*Work to be completed*.
Go through the entries and copy every line that has the string "wall" in it.

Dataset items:

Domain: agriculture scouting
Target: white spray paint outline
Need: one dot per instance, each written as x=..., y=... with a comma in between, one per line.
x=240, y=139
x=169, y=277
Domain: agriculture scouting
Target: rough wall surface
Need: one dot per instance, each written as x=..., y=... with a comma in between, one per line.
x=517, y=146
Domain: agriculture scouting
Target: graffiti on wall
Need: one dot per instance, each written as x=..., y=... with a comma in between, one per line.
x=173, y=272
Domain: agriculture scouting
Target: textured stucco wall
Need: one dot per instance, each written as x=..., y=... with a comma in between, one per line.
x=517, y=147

*Completed task*.
Target: rough wall surface
Target: graffiti on wall
Target: textured stucco wall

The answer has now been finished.